DIRECTIVE 1
In the MongoDB tailing example text, reproduce the passage from "Review the tailExample.js" up to and including "example index.html file.", swapping "browser" for "web client".
DIRECTIVE 2
List every file and folder named in the MongoDB tailing example text.
DIRECTIVE 3
Write what follows the last sentence of the MongoDB tailing example text.

TEXT SEGMENT
begin

Execute the tail example

Review the tailExample.js file below. Its usage is also simple.

node tailExample.js [--server]

This small script makes use of MongoDBs tailing feature to 'stream' all the newly written documents to a client indefinitely.  Without the --server argument the script will simply write all the received documents to the console.  With the --server argument  it will open a web server on the local host so a browser can hit http://127.0.0.1:8081 and watch data flicker by as the documents per second are tracked.  Note that in order for the server version to work there must be a folder named www in the same folder with the tailExample.js file.  The www folder must contain the example index.html file.

Reviewing the trailing example

MongoDB supports a feature on capped collections called a tailing cursor.  When using a traditional cursor the caller will receive a fixed set of results corresponding to the query.  When using a tailing cursor it will continue to return new documents that pass the criteria even if they were not in the collection when the cursor was first opened.  In this way we can use MongoDB to "push" document events into our example.

end

INFORMATION SHOWN
begin

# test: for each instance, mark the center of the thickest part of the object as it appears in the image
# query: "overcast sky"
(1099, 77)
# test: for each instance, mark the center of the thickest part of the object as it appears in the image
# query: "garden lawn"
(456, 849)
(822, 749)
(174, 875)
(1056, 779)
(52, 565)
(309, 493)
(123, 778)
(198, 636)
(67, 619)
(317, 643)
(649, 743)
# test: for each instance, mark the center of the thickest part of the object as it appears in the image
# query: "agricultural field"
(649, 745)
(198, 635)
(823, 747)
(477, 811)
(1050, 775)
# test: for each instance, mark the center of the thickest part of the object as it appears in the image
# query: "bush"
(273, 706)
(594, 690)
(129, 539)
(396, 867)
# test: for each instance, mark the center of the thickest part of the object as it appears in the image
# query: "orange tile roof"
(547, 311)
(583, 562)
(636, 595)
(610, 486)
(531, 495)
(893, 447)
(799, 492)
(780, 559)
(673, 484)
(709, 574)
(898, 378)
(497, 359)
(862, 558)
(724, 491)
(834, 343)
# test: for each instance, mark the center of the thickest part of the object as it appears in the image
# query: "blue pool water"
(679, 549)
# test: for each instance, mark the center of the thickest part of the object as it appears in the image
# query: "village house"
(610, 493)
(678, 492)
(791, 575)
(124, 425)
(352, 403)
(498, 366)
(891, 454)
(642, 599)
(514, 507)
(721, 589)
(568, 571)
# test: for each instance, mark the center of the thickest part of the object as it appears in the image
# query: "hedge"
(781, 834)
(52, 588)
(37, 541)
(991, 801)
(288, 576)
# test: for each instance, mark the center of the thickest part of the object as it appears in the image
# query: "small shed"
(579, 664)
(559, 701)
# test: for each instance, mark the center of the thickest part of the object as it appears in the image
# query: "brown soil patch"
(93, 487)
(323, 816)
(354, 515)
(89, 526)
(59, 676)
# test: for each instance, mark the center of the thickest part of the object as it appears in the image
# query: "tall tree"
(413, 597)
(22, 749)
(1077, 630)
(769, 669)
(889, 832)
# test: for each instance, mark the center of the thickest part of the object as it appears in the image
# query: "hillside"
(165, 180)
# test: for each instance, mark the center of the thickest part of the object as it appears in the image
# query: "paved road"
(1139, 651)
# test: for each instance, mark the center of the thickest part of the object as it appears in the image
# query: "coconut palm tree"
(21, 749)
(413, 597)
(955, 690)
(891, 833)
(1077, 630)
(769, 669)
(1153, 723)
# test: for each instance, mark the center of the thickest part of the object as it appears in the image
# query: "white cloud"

end

RIGHT ANSWER 1
Review the tailExample.js file below. Its usage is also simple.

node tailExample.js [--server]

This small script makes use of MongoDBs tailing feature to 'stream' all the newly written documents to a client indefinitely.  Without the --server argument the script will simply write all the received documents to the console.  With the --server argument  it will open a web server on the local host so a web client can hit http://127.0.0.1:8081 and watch data flicker by as the documents per second are tracked.  Note that in order for the server version to work there must be a folder named www in the same folder with the tailExample.js file.  The www folder must contain the example index.html file.

RIGHT ANSWER 2
tailExample.js, www, index.html

RIGHT ANSWER 3
The sendData() method is connecting to the database and finding the last document and then building a tailing cursor for all newer documents.  The query restricts the results to the firstname and birthday fields just to demonstrate how it can be done.  The code looks very similar to the write example in that the execution flow follows the callbacks.  It is a good practice in Node to use the callback convention whenever apropriate as was done by the sendData() function signature.  Once the cursor is primed and ready to go it is sent back to the caller.  This helps separate concerns in such a way that the database work will not be tightly integrated with the consumer of these documents.

Lines 74-85 start up the server instance.  Ignoring line 82 that requires socket.io the rest of this block starts up a simple HTML server that will serve any files put into the www folder.  This is all done by the node-static module which additionally has an in-memory cache for these files so it is very performant.  The socket.io module on line 82 is worth pointing out because it is listening to all the requests coming into the server and can respond as well.  This is not for sending our data but rather it is for sending the socket.io client-side module down to the HTML page.  The index.html file contains only this element for fetching the the required client-side script.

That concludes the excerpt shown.